(Dataset excerpts)

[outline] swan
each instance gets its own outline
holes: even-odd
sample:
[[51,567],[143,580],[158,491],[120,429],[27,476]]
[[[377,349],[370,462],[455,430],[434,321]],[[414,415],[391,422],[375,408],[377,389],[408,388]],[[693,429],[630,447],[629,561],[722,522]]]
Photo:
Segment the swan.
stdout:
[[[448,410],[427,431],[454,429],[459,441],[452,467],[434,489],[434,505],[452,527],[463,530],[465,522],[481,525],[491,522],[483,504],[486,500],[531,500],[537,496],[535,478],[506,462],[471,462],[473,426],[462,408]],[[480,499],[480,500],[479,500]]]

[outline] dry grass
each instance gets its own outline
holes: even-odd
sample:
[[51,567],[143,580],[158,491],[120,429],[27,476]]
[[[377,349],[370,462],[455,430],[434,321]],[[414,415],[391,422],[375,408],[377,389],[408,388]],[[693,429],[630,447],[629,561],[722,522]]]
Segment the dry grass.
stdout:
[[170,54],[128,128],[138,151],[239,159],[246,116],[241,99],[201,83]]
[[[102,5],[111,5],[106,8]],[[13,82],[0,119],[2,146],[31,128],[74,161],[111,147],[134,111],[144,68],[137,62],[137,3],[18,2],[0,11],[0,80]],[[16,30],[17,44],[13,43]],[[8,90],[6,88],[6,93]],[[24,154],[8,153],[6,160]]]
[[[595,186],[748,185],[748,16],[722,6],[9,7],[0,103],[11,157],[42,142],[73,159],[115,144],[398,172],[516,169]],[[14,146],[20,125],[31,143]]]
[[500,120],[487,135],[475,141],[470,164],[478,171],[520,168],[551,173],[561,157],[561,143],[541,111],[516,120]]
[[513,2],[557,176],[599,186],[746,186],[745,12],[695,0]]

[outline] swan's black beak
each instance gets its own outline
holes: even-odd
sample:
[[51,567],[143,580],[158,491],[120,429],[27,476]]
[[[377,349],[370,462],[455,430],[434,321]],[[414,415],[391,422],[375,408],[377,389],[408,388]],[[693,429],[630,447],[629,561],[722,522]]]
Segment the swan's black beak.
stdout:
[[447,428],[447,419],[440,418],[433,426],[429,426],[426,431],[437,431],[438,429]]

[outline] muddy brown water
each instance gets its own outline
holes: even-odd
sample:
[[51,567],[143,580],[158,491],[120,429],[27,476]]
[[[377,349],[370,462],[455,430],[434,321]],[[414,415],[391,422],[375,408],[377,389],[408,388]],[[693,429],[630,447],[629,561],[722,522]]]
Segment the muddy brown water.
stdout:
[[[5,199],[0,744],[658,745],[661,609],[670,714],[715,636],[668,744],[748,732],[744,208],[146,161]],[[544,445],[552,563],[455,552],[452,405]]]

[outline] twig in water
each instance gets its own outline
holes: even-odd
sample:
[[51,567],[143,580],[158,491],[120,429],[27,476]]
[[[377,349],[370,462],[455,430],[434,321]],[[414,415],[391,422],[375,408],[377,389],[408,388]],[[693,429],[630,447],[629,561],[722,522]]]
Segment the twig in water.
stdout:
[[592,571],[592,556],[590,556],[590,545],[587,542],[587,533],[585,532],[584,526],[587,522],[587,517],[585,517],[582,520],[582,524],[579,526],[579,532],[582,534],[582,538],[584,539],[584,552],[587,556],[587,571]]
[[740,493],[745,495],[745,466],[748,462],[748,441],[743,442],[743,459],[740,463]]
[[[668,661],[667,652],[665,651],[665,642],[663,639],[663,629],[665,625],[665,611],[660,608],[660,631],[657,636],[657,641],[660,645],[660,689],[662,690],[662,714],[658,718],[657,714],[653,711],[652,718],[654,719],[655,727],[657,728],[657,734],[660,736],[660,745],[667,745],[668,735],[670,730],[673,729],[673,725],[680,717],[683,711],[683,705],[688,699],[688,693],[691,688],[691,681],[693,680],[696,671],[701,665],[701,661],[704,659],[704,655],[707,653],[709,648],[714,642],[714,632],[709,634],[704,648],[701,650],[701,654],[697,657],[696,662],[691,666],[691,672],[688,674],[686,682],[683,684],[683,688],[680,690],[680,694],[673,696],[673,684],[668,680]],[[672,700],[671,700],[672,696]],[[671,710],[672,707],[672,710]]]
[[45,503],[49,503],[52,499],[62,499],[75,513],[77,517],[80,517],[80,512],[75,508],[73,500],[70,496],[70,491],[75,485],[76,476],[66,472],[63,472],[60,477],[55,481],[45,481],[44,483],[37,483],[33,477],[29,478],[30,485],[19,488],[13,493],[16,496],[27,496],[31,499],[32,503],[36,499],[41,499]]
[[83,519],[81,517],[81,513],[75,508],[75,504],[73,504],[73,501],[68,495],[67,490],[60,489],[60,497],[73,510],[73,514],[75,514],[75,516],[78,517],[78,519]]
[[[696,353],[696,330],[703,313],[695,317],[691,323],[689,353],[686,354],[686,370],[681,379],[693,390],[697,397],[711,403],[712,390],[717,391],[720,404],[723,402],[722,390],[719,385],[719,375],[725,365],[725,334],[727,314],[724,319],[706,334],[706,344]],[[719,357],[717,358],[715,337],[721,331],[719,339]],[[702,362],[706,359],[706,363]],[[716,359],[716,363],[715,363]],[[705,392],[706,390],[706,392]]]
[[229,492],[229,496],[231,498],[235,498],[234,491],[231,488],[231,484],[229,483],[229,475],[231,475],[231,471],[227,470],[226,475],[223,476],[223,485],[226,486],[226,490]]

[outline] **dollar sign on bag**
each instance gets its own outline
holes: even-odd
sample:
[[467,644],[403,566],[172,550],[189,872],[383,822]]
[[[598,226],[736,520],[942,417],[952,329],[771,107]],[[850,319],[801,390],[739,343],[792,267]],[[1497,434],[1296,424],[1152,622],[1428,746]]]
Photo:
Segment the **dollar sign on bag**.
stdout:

AIM OF THE EXERCISE:
Repeat exactly, please, each line from the beginning of the data through the line with "Segment the swan." in it, and only those lines.

RESPONSE:
[outline] swan
each instance gets its own outline
holes: even-odd
sample:
[[51,567],[143,580],[158,491],[120,429],[27,476]]
[[[377,349],[370,462],[455,430],[434,321]],[[414,415],[391,422],[375,408],[377,389],[408,388]],[[693,429],[630,447],[629,561],[722,522]]]
Photo:
Segment the swan.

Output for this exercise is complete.